=== ТЕКСТ ===
_ _ _ _ _ _ _

В то время это было гораздо сложнее, чем сейчас т.к. использовались примитивные щелевые лампы. Но эти премудрости я освоил.
Помню как проводил офтальмоскопию, осмотр глазного дна, с помощью зеркального офтальмоскопа. В то время только появлялись электронные офтальмоскопы. Пользоваться зеркальным офтальмоскопом было неудобно. Рядом с ним ставилась настольная лампа с отражателем. Перед глазом устанавливалась линза в 20 диоптрий.
В центре линзы находилось отверстие. Через него и проводился осмотр сетчатки и диска зрительного нерва. Важным навыком также стало умение измерить внутриглазное давление с помощью тонометра Маклакова. В нём использовались десятиграммовые грузики с красителями, а также измерительная линейка.
На глаз ставился грузик, смоченный краской. После этого на бумаге делался отпечаток и проводились специальные измерения. Чем выше внутриглазное давление, тем меньше краски смывается. Это связано с тем, что роговица под тяжестью грузиков сплющивается в минимальной объёме.
При обследовании пациентов с глаукомой или с подозрением на глаукому в то время делалась тонография – динамическое измерение внутриглазного давления. Для этого тоже использовались грузики с краской. Врач анализировал площадь отпечатков на бумаге.
– Какие именно сведения давала тонография?
– Она показывала скорость оттока жидкости из глаза. Анализируя этот показатель, врач определял стадии глаукомы и эффективность лечения. Сейчас эта методика редко применяется.
Ещё одно яркое воспоминание студенческих лет: участие в офтальмологическом осмотре школьников. Группу студентов направили в какую-то глухую деревню на окраине Московской области.

_ _ _ _ _ _ _

=== ИСХОДНЫЕ ДАННЫЕ ===
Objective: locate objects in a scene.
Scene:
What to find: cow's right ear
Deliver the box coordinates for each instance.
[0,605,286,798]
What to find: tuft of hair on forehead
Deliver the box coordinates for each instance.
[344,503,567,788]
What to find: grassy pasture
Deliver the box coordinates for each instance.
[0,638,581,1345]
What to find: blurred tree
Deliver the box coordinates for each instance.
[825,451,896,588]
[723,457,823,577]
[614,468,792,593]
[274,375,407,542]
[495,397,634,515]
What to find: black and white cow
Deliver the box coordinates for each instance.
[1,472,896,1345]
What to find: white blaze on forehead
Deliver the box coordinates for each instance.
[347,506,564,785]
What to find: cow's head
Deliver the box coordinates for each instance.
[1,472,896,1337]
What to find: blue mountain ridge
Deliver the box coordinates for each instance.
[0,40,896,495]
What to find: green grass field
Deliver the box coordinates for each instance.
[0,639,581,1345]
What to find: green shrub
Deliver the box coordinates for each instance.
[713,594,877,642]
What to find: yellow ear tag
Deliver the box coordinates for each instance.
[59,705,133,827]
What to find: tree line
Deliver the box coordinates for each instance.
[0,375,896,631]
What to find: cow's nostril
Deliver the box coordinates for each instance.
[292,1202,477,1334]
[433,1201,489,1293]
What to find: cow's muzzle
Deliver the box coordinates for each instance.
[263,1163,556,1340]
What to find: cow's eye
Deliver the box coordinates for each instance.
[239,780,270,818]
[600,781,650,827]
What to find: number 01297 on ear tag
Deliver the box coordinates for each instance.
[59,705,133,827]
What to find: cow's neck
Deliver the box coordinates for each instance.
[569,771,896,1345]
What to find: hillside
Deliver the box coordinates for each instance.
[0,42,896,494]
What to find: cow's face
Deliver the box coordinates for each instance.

_ _ _ _ _ _ _

=== ЗАДАНИЯ ===
1. Ответьте на вопросы по тексту об осмотре глаз, помечая ответы так же:
(a) Линзу в сколько диоптрий ставили перед глазом при осмотре зеркальным офтальмоскопом?
(b) Грузики какого веса использовались в тонометре Маклакова?
(c) Что показывала тонография?
2. Продолжите текст об осмотре глаз с того места, где он заканчивается.

=== ОТВЕТЫ ===
1.
(a) В 20 диоптрий.
(b) Десятиграммовые.
(c) Скорость оттока жидкости из глаза.

2.
Я проверял у детей остроту зрения. Меня поразило большое количество запущенных случаев. Или у детей, вообще, не было очков. Или они были неправильно подобраны. В то время у меня было ещё недостаточно знаний по оптометрии. Но всё равно было приятно, что могу принести пользу детям. Выписал им новые очки, которые давали возможность видеть гораздо лучше. А значит, и учиться ребёнку легче!
– Какие предметы в вузе Вам наиболее запомнились?
– Не буду оригинален, если скажу, что на первых двух курсах наиболее запомнились занятия по анатомии и патологической анатомии.
Они производят сильное впечатление практически на всех будущих студентов-медиков. Надо учиться работать с трупами. В том числе со свежими трупами с ранениями.
Студент-медик должен понять, что участие в вскрытиях – тоже часть профессии. Да, трудно, неприятно... Но необходимо себя преодолеть, пересилить – иначе путь в медицину закрыт. Такая проза жизни, с которой знакомишься уже на первых курсах медицинского вуза.
Патологическую физиологию у нас преподавал академик А.Д. Адо (1909-1997), известный учёный, крупнейший специалист в этой области. Мне нравился этот предмет, я его хорошо знал. Увлекали лекции Андрея Дмитриевича. Помню, что на экзамене по патологической физиологии я получил пятёрку, но всё равно расстроился т.к. мне хотелось сдавать экзамен лично Андрею Дмитриевичу, а его принимал у меня другой преподаватель.
– Чем Вас привлекала патологическая физиология?
– Это важный предмет, показывающий развитие патологических процессов в организме человека или животного, их влияние на различные органы. Без понимания патологической физиологии трудно понять суть медицины.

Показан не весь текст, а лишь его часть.